TASK -
Swap every "in this photo" in the records below for "in this image", keeping everything else the same. Leave the pictures out of your answer.

Excerpts of pointing data -
************

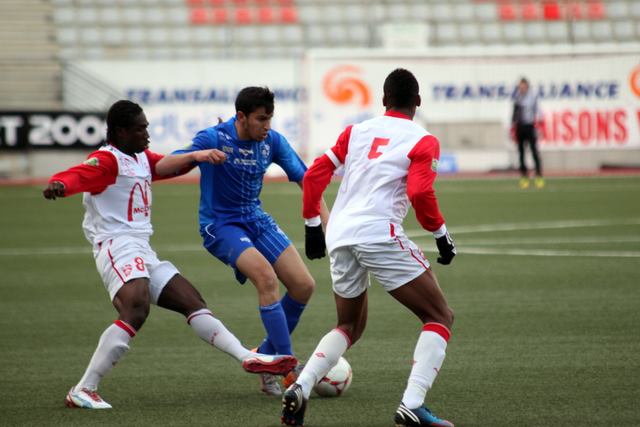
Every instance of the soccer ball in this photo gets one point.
(337, 380)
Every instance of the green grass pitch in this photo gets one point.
(546, 291)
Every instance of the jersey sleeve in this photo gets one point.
(99, 171)
(338, 153)
(204, 140)
(154, 158)
(288, 160)
(421, 176)
(318, 177)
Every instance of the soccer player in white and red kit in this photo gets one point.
(116, 181)
(389, 162)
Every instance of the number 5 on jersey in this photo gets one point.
(375, 145)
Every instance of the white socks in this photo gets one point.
(113, 344)
(215, 333)
(324, 357)
(427, 360)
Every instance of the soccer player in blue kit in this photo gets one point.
(234, 227)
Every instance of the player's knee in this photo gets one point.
(305, 288)
(266, 283)
(447, 318)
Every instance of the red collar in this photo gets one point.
(392, 113)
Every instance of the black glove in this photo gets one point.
(314, 244)
(446, 248)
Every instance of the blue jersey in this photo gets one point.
(230, 191)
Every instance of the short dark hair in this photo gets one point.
(121, 115)
(401, 89)
(251, 98)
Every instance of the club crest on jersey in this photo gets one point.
(266, 149)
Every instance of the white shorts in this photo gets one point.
(125, 258)
(393, 263)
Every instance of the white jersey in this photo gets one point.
(123, 208)
(372, 200)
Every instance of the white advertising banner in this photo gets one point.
(182, 97)
(587, 102)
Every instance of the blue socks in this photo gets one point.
(292, 310)
(275, 323)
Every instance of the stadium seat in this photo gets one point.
(398, 12)
(551, 11)
(486, 12)
(113, 36)
(87, 16)
(442, 12)
(530, 11)
(177, 16)
(288, 15)
(294, 35)
(219, 16)
(359, 35)
(514, 32)
(199, 16)
(601, 31)
(470, 33)
(243, 16)
(490, 32)
(507, 12)
(447, 33)
(265, 15)
(67, 36)
(134, 16)
(581, 31)
(535, 32)
(110, 15)
(158, 36)
(64, 15)
(179, 36)
(595, 10)
(617, 10)
(558, 31)
(463, 12)
(624, 31)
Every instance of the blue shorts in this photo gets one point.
(227, 240)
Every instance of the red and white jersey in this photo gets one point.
(388, 162)
(117, 192)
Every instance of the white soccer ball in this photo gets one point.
(337, 380)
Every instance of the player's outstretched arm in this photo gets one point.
(174, 163)
(53, 190)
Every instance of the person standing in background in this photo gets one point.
(523, 121)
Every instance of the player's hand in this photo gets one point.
(53, 190)
(314, 244)
(213, 156)
(446, 248)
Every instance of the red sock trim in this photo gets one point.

************

CORRECT OUTPUT -
Every instance of the soccer ball in this image gets one point.
(337, 380)
Every instance of the green grass pitch in this image gets one point.
(546, 291)
Every instance of the jersey sleeve in this image gets one point.
(99, 171)
(338, 153)
(204, 140)
(154, 158)
(288, 160)
(421, 176)
(318, 177)
Every instance of the soccer player in white and red kit in this image gets one point.
(116, 181)
(389, 162)
Every instance of the number 5 on jersey in this image gets one point.
(375, 145)
Every instance of the white socks in this image gets one point.
(113, 344)
(215, 333)
(324, 357)
(427, 360)
Every instance of the soccer player in blue kit in this image gets one point.
(234, 227)
Every instance of the player's knee in this image gets one point.
(305, 288)
(266, 283)
(447, 318)
Every instance of the red collar in this image gets one point.
(392, 113)
Every instance of the black glove in this image gets one point.
(314, 244)
(446, 248)
Every instance of the blue jersey in this image gets one point.
(230, 191)
Every instance of the short dark hair in this image gets one point.
(121, 115)
(401, 89)
(251, 98)
Every instance of the club crest on jersey in this image gets one point.
(266, 149)
Every instance of the white shorts in this image gets one point.
(125, 258)
(393, 263)
Every instance of the white jersey in this image gets one point.
(123, 208)
(372, 200)
Every instance of the white advertising banner in this image gets one point.
(182, 97)
(587, 102)
Every instance of the blue socks in this image gets one point.
(292, 310)
(275, 323)
Every instance of the stadium seat in this image gets one point.
(398, 12)
(551, 11)
(486, 12)
(113, 36)
(87, 16)
(442, 12)
(530, 11)
(177, 16)
(288, 15)
(294, 35)
(219, 16)
(359, 35)
(514, 32)
(199, 16)
(601, 31)
(470, 33)
(243, 16)
(490, 32)
(507, 12)
(447, 33)
(265, 15)
(67, 36)
(134, 16)
(581, 31)
(535, 32)
(110, 15)
(158, 36)
(64, 15)
(179, 36)
(595, 10)
(617, 10)
(558, 31)
(463, 12)
(624, 31)
Every instance of the blue shorts in this image gets one point.
(227, 240)
Every instance of the red and white jersey in this image gets one point.
(388, 162)
(117, 192)
Every instance of the white soccer ball in this image gets one point.
(337, 380)
Every instance of the player's outstretched arm in this image gets one point.
(174, 163)
(53, 190)
Every instance of the person standing in background in this image gets one point.
(523, 121)
Every instance of the player's hand in this image gets one point.
(53, 190)
(314, 244)
(213, 156)
(446, 248)
Every instance of the red sock trim in this image gets one point.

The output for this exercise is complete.